## PROBLEM DETAILS
From the profile of Peter, extract word for word the passage between "A professor at" and "teaching and learning.", inclusive.

Peter's research and writing spring from his fascination with children's learning and, no less, teachers' teaching. Perversely, he believes that education is not simply about delivering information to children. He thinks it is more about building a just, caring society and that doing so will not detract from our more obviously pragmatic educational goals. In his most recent Stenhouse book, Choice Words, he uses his fascination with the relationship between language and learning to show how this works moment to moment in the classroom.
A professor at the State University of New York at Albany, Peter and his colleagues Becky Rogers and Cheryl Dozier recently researched their own teaching of beginning teachers in Critical Literacy/Critical Teaching: Tools for Preparing Responsive Teachers. Knowing Literacy, his most recent book on assessment, arose from his interest in the ways assessment teaching and learning are linked. His research on assessment has given him reason to be skeptical of high-stakes testing because of its effects on teaching and learning.
When asked to describe himself as a writer, he says that he "binges." While not recommended, this approach has resulted in some eight books and about fifty research articles, along with occasional awards from professional organizations. Some of this, of course, is accounted for by age. The departure of his youngest daughter into a teacher education program, along with his recent election to the Reading Hall of Fame, asserts his "old fart" status.
Beyond his family, research, soccer, singing, and humor sustain him. Failing that, a glass of chardonnay helps.

## DATASET
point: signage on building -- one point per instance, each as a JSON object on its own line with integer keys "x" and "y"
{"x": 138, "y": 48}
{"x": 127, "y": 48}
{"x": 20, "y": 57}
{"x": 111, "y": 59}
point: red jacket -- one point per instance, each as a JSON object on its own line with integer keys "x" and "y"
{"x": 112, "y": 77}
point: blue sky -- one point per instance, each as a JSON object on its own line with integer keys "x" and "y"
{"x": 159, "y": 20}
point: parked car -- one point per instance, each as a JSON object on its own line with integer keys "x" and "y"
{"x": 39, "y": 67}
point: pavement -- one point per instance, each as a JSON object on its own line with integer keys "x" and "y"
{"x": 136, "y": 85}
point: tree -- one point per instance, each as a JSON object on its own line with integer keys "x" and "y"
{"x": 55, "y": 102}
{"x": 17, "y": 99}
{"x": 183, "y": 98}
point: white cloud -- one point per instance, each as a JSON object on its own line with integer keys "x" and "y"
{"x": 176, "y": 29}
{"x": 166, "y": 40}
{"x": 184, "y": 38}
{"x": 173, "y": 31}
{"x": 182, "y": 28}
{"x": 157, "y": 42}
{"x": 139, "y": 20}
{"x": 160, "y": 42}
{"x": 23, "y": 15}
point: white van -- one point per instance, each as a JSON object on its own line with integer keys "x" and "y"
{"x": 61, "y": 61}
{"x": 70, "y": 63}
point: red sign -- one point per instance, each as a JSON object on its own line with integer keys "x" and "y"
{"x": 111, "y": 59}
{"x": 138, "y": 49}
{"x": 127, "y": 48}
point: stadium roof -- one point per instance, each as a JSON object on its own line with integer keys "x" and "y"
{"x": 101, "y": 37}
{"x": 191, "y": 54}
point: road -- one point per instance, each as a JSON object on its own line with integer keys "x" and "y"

## CORRECT ANSWER
A professor at the State University of New York at Albany, Peter and his colleagues Becky Rogers and Cheryl Dozier recently researched their own teaching of beginning teachers in Critical Literacy/Critical Teaching: Tools for Preparing Responsive Teachers. Knowing Literacy, his most recent book on assessment, arose from his interest in the ways assessment teaching and learning are linked. His research on assessment has given him reason to be skeptical of high-stakes testing because of its effects on teaching and learning.